Location labeling records

"""

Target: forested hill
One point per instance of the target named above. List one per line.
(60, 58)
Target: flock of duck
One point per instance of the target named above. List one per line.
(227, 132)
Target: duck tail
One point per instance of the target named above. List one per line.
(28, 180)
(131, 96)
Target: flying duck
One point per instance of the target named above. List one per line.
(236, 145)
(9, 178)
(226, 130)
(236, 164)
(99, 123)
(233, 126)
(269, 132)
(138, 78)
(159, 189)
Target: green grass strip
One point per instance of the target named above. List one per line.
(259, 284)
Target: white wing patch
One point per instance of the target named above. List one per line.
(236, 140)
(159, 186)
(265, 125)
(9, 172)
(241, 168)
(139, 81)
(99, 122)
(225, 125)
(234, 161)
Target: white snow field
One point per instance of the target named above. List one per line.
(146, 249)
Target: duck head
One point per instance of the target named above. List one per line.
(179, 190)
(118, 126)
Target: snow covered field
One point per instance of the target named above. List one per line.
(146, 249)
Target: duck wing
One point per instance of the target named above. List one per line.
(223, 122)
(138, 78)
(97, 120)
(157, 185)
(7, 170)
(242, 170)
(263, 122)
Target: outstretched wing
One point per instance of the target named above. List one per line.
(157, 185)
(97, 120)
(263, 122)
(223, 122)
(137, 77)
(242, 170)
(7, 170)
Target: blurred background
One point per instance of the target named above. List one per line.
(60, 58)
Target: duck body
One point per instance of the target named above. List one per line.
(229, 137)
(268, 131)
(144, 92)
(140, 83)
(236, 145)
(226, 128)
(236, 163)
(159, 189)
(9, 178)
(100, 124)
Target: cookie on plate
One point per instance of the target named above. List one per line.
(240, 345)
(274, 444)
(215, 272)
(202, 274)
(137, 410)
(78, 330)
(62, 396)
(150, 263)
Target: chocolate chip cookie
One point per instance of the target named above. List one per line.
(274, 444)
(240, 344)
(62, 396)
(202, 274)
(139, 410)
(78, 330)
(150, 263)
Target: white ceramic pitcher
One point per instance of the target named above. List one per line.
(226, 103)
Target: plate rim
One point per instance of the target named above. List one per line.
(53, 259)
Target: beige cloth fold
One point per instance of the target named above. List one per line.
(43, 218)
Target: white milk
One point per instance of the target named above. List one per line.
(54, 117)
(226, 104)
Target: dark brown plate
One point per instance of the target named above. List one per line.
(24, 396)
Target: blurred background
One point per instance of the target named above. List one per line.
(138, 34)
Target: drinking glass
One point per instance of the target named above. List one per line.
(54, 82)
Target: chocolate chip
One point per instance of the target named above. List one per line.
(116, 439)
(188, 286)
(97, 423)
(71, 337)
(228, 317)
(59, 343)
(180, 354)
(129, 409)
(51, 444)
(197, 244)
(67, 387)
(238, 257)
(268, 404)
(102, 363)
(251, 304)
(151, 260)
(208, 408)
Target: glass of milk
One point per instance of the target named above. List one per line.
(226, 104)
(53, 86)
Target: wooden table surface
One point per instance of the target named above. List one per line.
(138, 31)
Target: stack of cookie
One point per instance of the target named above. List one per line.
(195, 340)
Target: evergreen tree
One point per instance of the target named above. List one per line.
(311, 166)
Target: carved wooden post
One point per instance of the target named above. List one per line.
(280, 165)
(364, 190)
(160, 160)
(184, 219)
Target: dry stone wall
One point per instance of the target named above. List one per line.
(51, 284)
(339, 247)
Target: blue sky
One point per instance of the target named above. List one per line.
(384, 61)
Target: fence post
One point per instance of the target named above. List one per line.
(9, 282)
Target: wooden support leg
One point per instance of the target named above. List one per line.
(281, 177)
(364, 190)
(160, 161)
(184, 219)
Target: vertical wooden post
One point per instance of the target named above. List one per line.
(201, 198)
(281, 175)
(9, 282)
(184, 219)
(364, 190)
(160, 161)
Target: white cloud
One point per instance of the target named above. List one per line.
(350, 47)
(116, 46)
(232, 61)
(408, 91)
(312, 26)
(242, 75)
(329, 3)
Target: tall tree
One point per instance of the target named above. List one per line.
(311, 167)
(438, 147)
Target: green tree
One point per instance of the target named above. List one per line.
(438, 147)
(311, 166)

"""

WORK TO BE COMPLETED: Edit all the rows above so that every "per instance" becomes "for each instance", keeping everything else the same.

COMPLETE ANSWER:
Target: forested hill
One point for each instance of the target named above. List one per line.
(60, 58)
Target: flock of duck
One point for each instance of the target named above. List one per line.
(227, 132)
Target: duck tail
One point for each instance of the target named above. List one per line.
(28, 180)
(131, 96)
Target: flying duck
One point for each instance of the target named above. List one per line.
(236, 145)
(9, 178)
(226, 130)
(236, 164)
(99, 123)
(233, 126)
(269, 132)
(138, 78)
(159, 189)
Target: green grass strip
One point for each instance of the target named above. List one per line.
(259, 284)
Target: white wing patch
One point for each instance of the target named above. List one per line.
(236, 140)
(159, 186)
(265, 125)
(9, 172)
(241, 168)
(139, 81)
(99, 122)
(225, 125)
(234, 161)
Target: white snow field
One point for each instance of the target named above. List one per line.
(146, 249)
Target: duck head
One point for each instance of the target named above. List one per line.
(179, 190)
(118, 126)
Target: snow covered field
One point for each instance of the target named above. List one per line.
(146, 249)
Target: duck wing
One point for each instance of the target named above. List one per line.
(223, 122)
(138, 78)
(97, 120)
(157, 185)
(7, 170)
(242, 170)
(263, 122)
Target: outstretched wing
One point for each instance of the target named above. List one per line.
(157, 185)
(97, 120)
(263, 122)
(223, 122)
(137, 77)
(242, 170)
(7, 170)
Target: blurred background
One point for each instance of the target named above. List one per line.
(60, 58)
Target: duck body
One point for each instance of the target named above. List one per line.
(229, 137)
(268, 131)
(144, 92)
(140, 83)
(236, 145)
(226, 128)
(236, 163)
(159, 189)
(9, 178)
(100, 124)
Target: cookie on plate
One point for each instance of the target named above. List one per line.
(240, 345)
(274, 444)
(215, 272)
(202, 274)
(137, 410)
(78, 330)
(62, 396)
(150, 263)
Target: chocolate chip cookie
One point for each instance of the target named above. List one per line.
(274, 444)
(240, 344)
(62, 396)
(202, 274)
(139, 410)
(78, 330)
(150, 263)
Target: white ceramic pitcher
One point for each instance of the target named above. List one per line.
(226, 103)
Target: plate rim
One point for each instance of the target named above. List one per line.
(53, 259)
Target: beige cloth fold
One point for each instance of the target named above. List one per line.
(43, 218)
Target: white milk
One point for each instance of the target named above. List one per line.
(54, 117)
(226, 104)
Target: dark brown plate
One point for each instance of the target named above. List one per line.
(24, 396)
Target: blurred background
One point for each instance of the target named above. List one per line.
(138, 34)
Target: drinking glass
One point for each instance of the target named above. List one per line.
(54, 82)
Target: chocolate chip
One point for each instance of the target named above. List one per line.
(116, 439)
(188, 286)
(97, 423)
(71, 337)
(228, 317)
(59, 343)
(180, 354)
(129, 409)
(51, 444)
(197, 244)
(67, 387)
(238, 257)
(268, 404)
(102, 363)
(251, 304)
(151, 260)
(208, 408)
Target: glass of milk
One point for each instance of the target named above. List one per line.
(226, 104)
(53, 86)
Target: wooden table surface
One point for each instance of the target named above. List one per line.
(138, 31)
Target: stack of cookie
One point for each instance of the target named above. List one per line.
(195, 340)
Target: evergreen tree
One point for each instance of the target named above. List one per line.
(311, 166)
Target: carved wooden post
One point for each instance of the target named above. List one per line.
(280, 165)
(364, 190)
(160, 160)
(184, 219)
Target: dry stone wall
One point for each instance of the target named above. List one per line.
(51, 284)
(339, 247)
Target: blue sky
One point for each instance of the target named above. List one per line.
(384, 61)
Target: fence post
One point for each instance of the target named above. List one per line.
(9, 282)
Target: wooden support leg
One point for each instance of the target named above. List one per line.
(281, 177)
(364, 190)
(160, 161)
(184, 219)
Target: vertical wooden post
One point for each instance of the target named above. List one per line.
(201, 198)
(281, 175)
(9, 282)
(184, 219)
(364, 190)
(160, 161)
Target: white cloud
One point for each instance of the target named above. List one per line.
(350, 47)
(116, 46)
(232, 61)
(408, 91)
(312, 26)
(242, 75)
(329, 3)
Target: tall tree
One point for each instance of the target named above. List one per line.
(311, 167)
(438, 147)
Target: green tree
One point for each instance of the target named above. List one per line.
(438, 147)
(311, 166)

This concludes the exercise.